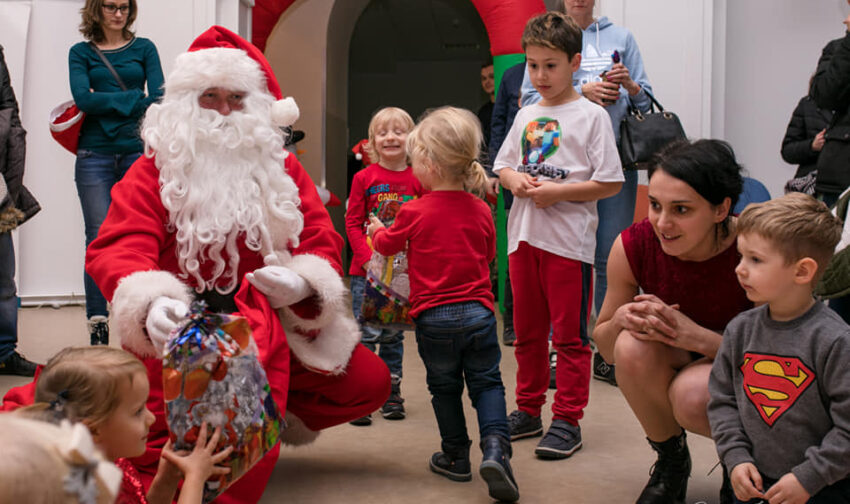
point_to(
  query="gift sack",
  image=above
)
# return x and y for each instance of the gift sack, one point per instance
(385, 296)
(66, 120)
(211, 373)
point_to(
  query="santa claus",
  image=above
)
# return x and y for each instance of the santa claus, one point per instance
(217, 201)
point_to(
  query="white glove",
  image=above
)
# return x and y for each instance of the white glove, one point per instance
(163, 316)
(281, 285)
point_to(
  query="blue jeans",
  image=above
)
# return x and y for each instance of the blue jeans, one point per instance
(615, 214)
(458, 341)
(95, 174)
(8, 298)
(391, 341)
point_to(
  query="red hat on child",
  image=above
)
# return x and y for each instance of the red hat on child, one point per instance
(221, 58)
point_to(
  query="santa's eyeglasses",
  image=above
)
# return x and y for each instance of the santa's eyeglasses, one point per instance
(112, 8)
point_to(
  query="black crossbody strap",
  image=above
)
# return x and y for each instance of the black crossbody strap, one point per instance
(108, 65)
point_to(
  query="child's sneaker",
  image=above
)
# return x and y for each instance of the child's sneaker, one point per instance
(561, 440)
(602, 370)
(362, 421)
(523, 425)
(453, 467)
(393, 409)
(98, 330)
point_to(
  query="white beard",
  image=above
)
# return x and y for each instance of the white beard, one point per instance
(222, 180)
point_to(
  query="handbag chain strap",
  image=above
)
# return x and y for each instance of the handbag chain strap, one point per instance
(108, 65)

§ What you will do
Each line of the listing above belongs in the answer exactly as written; the pictures do not.

§ Expected answer
point_to(
  query="gift sack",
  image=above
)
# return x and y for each instance of the gift sack, one point per instance
(385, 296)
(66, 120)
(211, 373)
point_to(
  query="santa claus",
  image=above
)
# return x and y for each instance of the santa claus, one point per instance
(217, 201)
point_to(
  query="white glove",
  image=above
)
# return x and y for each instance of the white glove, one point per instance
(163, 316)
(281, 285)
point_to(
  query="blue jeans",
  image=above
)
# return x and y for each instance of the blue jeans, one point per instance
(615, 214)
(458, 341)
(95, 174)
(8, 298)
(391, 341)
point_to(
  query="red hat on child",
  image=above
)
# return x and y for each instance of the red hat on child, one point per instance
(221, 58)
point_to(
  query="santa's eyeglasses",
  image=above
)
# return x and y for each instance of the santa's eyeglasses, one point per instance
(112, 8)
point_to(
  query="black crossbody strap",
  image=above
)
# return x and y for each instance of the black crossbody strap, one point per instance
(108, 65)
point_to(
  query="child's sneaker",
  image=above
)
# return x and y for each instance of the child's sneaker, one point per instance
(561, 440)
(602, 370)
(362, 421)
(523, 425)
(453, 467)
(393, 409)
(98, 330)
point_to(
  query="white beard",
  image=above
)
# return x and y for each instance of the white beard, one point per instance
(222, 180)
point_to(
  query="handbag chain strap",
  image=above
)
# return x and y for each instance of the handbag chain strap, one point per instance
(108, 65)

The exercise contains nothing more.